_PASSAGE SHOWN:_
"""

1.1        The Australian Greens share the concerns of many in the consumer protection and advocacy sector regarding payday loans. While we recognise that in some instances short-term loans play a valuable role in helping consumers meet unexpected and unusual expenses, the use of these high interest loans to meet essential living expenses can perpetuate a cycle of debt that has serious consequences for individual consumers and their families. Given our interest in consumer protection, we have limited our comments to Chapter Five of the Joint Committee on Corporations and Financial Services Report, which is concerned with the introduction of caps and new regulations for certain kinds of credit contracts.

1.2        The Government should be commended for attempting to address this issue through its Consumer Credit and Corporations Legislation Amendment (Enhancements) Bill however we note with concern the limited scope of the majority report recommendations relating to payday loans. The Committee recommends that Schedules 3 and 4 relating to caps and regulations for credit contracts be subject to further review. It is an inevitable consequence of this recommendation that any meaningful action in relation to payday loans will be deferred in the short-term.

1.3        The Australian Greens believe a number of provisions could be strengthened in order to enhance consumer protection and our preference is for the Committee to recommend the bill proceed with amendment. The areas we have identified for potential amendment are outlined below.

Small amount credit contracts

1.4        The Australian Greens strongly support the application of a cap model for all credit contracts, including short term small amount credit contracts. This should be aligned with the cap model that operates effectively in the jurisdictions of Queensland, New South Wales and the Australian Capital Territory (including interest, fees and charges).

1.5        Rather than imposing a model of a 10 per cent establishment fee plus a 2 per cent monthly fee for short term contracts, the cap of 48 per cent per annum that has proved successful in capping the costs of high cost, short term credit in the above jurisdictions should be utilised. 

Enforcement expenses under 39B

1.6        The Greens are concerned about the potential for enforcement expenses that are outside the remit of s39B to undermine the purpose of the provision. As noted by the Consumer Credit Legal Centre:

Lenders could set up separate entities for the purpose of pursuing the consumer for payment and then charge these expenses back to the original entity to be added to the amount recoverable under s39B.

1.7        Enforcement expenses should be defined specifically and limited to only those allowed by the equivalent small claims jurisdiction in each State/Territory in Australia. This would ensure that lenders are unable to circumvent this requirement. 

Implementation date

1.8        The bill is due to commence 1 June 2012 but Schedule 4 dealing with payday loans is being delayed until the following year. This should be brought forward, in recognition of the pressing need to take action on this issue.

Monetary obligations and fees and charges

1.9        We share the concerns of consumer advocates that the sections 23A and 31A provide scope for brokers and introducers to charge fees. To guard against this, we consider that sections 23A and 31A should be amended to prevent fees incurred with third parties, whether associated with a credit provider or not. 

Web-based disclosure

1.10      The provision of information to consumers about alternate assistance and cheaper sources of credit is considered essential to any effective consumer regime. The web-based disclosure statements under Schedule 3 could be further strengthened by the inclusion of a link to financial counselling information.

Conclusion

1.11      The Greens believe that the payday loan industry is one in need of regulation. While there is potential to strengthen protections for consumers, the measures proposed in the Government’s Consumer Credit and Corporations Legislation Amendment (Enhancements) Bill do provide a workable framework. The inquiry process has been a valuable airing of key issues, but by deferring any substantive recommendations for reform, the majority report has missed a good opportunity. The Australian Greens will continue to pressure the Government to act on these reforms.

"""

_PROMPT A:_ Copy the rows that come after the payday loan comments word for word, leaving the pictures out.

_THE DATA:_
"""

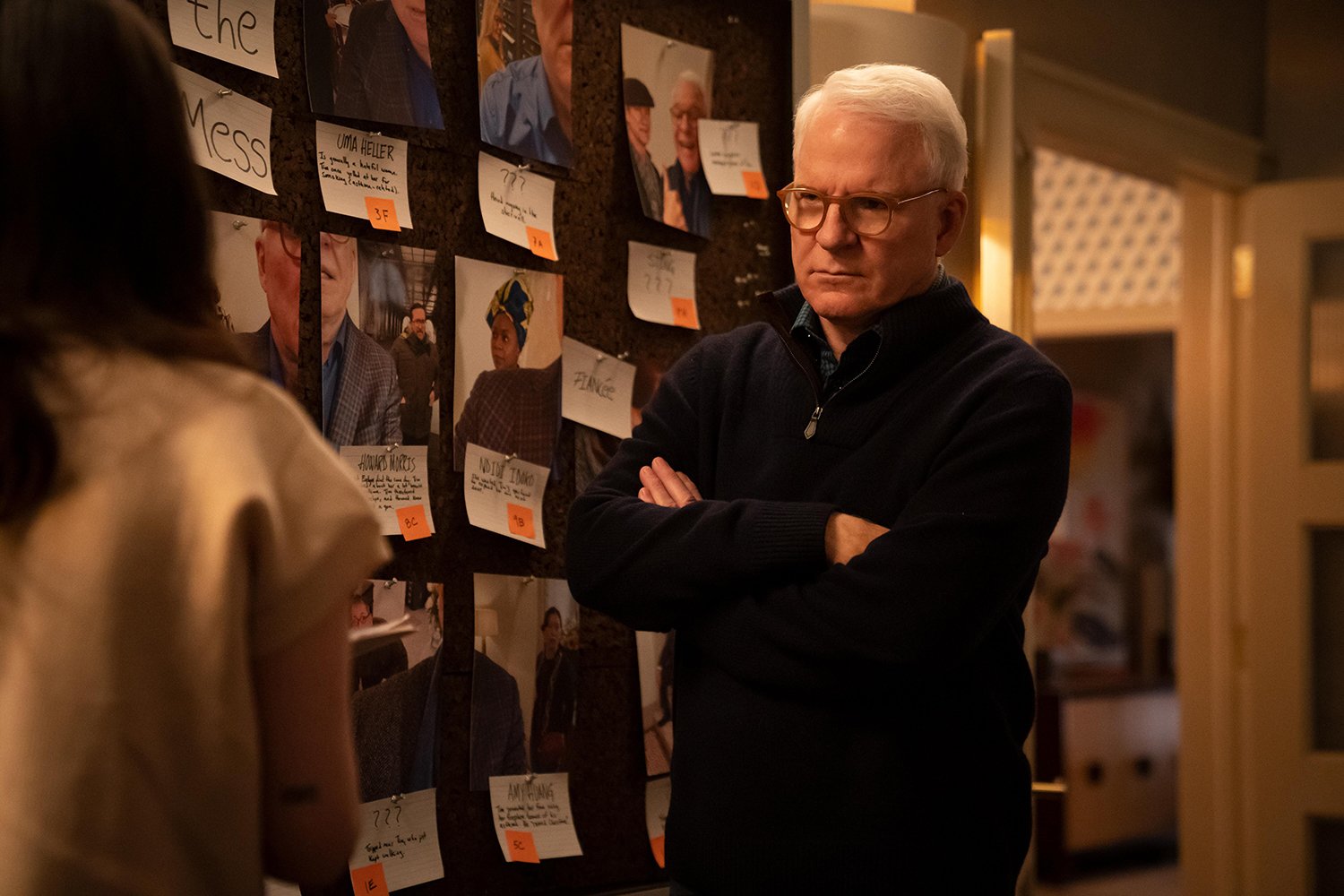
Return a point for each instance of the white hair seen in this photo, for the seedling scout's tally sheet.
(900, 96)
(694, 78)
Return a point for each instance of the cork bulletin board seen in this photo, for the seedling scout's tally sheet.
(597, 211)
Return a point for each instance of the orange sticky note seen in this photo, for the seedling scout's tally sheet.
(382, 214)
(540, 244)
(368, 880)
(683, 314)
(413, 521)
(521, 848)
(521, 522)
(659, 856)
(754, 182)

"""

_PROMPT B:_ In the payday loan comments, what yearly cap do the Australian Greens want applied to short-term credit?

_RESULT A:_
Return a point for each instance of the white hair seen in this photo, for the seedling scout's tally sheet.
(900, 96)
(694, 78)
Return a point for each instance of the cork bulletin board seen in this photo, for the seedling scout's tally sheet.
(597, 211)
Return a point for each instance of the orange sticky note seen in this photo, for the seedling scout's tally sheet.
(382, 214)
(540, 244)
(368, 880)
(683, 314)
(413, 521)
(521, 848)
(521, 522)
(659, 856)
(754, 182)

_RESULT B:_ A cap of 48 per cent per annum.